**Work task**. Your reply should be only the number of lines in the records that contain the word "below".

[Point localization data]
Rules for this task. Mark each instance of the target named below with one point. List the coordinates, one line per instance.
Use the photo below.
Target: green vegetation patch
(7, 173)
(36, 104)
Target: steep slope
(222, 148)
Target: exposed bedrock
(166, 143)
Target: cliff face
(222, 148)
* * *
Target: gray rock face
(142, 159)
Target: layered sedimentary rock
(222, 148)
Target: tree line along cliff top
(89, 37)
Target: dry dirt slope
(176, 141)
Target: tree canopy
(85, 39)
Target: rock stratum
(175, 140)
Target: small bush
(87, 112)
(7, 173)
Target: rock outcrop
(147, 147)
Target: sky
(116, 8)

**Answer area**. 2